The didactic potential of Ten Candles

I recently took Ron’s People & Play course and feel like, more than anything else, it gave me language and context to talk about things I have experienced but lacked proper terminology for. One of the interesting concepts was that of zilchplay, and the idea that, oftentimes, play doesn’t even happen, which is something that, again, I have experienced many times, but now I can conceptualize better. I would go as far as saying that now, instead of thinking of “good” or “bad” sessions, I’m thinking of sessions where play was actually achieved vs those in which it sort of fell through the cracks of hanging out.

And in the vein of play vs not play, I would like to talk about the game Ten Candles as a didactic game, in the sense that I feel its procedures manage to make it hard for play not to happen. It manages this by taking advantage of some gimmicks, constraining itself to a one-shot and arguably not being something you’d want to play every week (at least not with the same group), but it does manage it.

I ran this game once a few years ago, and I believe it has been the most successful session I have ever ran (not the most successful one I have played). At the time, it simply felt that this game had sort of “ran itself”. Now, my impression is that what this game did was give us a really robust framework to almost guarantee that play would happen. Let’s see if, with a few more concepts in my arsenal, I can better dissect why that was:

  • Ambiance: To get the obvious gimmick out of the way: you play this game in the dark, lit only by 10 candles that are extinguished as the game progresses, until every character is dead and the room is dark. It is hard to be looking at your phone, or be distracted by anything other than the only lit part of the room where the game is happening. Not intrinsic to the play experience (thus a gimmick), but certainly very helpful.
  • Backdrop & Situation: The game’s backdrop is very tightly knit with the situations that will be played. There is no roster of important NPCs, factions, locations, etc., that the players may eventually encounter. What matters is that a few days ago the world went dark, after which “they” came. You don’t know who “they” are, just that they live in the dark, they avoid the light and they’re out to get you. That is the backdrop, but it is also the situation you find yourself in.
  • Tragic Ending:You are playing the story of how these characters die. Everyone knows this going in, so everybody is in the same page regarding how the session is going to end. Also, death happens at a specific stage in the game, so players are never on the defensive: they’re either going to unavoidably die in this scene or they’re going to survive it, and that is surprisingly liberating. To me this is also somewhat gimmicky, and it narrows the scope of play significantly, but it is very effective.

• _THINGS TO DO_:
A. Please list the headings of the bulleted points in the Ten Candles post.
B. Summarize the Ten Candles post in two sentences.

• _RECORD SET_:

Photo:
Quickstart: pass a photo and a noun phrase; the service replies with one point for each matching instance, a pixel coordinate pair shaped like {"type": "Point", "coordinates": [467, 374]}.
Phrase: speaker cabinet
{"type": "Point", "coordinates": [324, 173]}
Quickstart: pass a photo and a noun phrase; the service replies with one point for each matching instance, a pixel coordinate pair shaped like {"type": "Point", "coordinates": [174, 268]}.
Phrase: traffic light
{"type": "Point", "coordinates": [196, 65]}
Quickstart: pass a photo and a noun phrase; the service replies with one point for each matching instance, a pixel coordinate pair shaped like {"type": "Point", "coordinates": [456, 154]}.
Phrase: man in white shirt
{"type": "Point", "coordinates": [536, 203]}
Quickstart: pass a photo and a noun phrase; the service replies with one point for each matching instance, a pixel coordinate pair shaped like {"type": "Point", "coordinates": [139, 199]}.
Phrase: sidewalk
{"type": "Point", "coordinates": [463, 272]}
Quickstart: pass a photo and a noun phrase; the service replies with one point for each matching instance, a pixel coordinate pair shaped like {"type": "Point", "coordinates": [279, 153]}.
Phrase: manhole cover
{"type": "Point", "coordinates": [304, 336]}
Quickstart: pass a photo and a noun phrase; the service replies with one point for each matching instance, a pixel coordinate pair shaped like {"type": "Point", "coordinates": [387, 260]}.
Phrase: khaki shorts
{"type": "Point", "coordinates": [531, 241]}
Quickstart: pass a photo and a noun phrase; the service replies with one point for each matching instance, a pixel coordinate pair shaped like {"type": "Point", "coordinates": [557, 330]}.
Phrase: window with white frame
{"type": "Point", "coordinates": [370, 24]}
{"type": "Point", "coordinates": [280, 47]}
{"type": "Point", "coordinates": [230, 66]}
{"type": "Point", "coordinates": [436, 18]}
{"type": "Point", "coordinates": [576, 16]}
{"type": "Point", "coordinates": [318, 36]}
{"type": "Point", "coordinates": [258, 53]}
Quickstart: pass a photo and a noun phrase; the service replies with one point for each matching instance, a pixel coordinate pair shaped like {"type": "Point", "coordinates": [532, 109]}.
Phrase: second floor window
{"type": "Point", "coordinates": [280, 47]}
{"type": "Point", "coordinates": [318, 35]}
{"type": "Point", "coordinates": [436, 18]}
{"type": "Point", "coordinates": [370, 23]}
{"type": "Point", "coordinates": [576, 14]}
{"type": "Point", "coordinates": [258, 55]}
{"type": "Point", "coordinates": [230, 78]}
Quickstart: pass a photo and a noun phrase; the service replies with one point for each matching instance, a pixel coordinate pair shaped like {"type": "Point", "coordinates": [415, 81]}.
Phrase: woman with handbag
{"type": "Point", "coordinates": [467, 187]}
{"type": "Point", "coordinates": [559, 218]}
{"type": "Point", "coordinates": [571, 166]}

• _RESULTS BY TASK_:
A.
Ambiance
Backdrop & Situation
Tragic Ending

B. Drawing on concepts from Ron's People & Play course, the writer presents Ten Candles as a didactic game whose procedures make it hard for play not to happen, and recalls a single run of it as the most successful session the writer has ever run. The post credits this to playing in the dark by ten candles that go out as the game progresses, to a backdrop that is also the situation the characters face, and to a tragic ending that everyone knows in advance.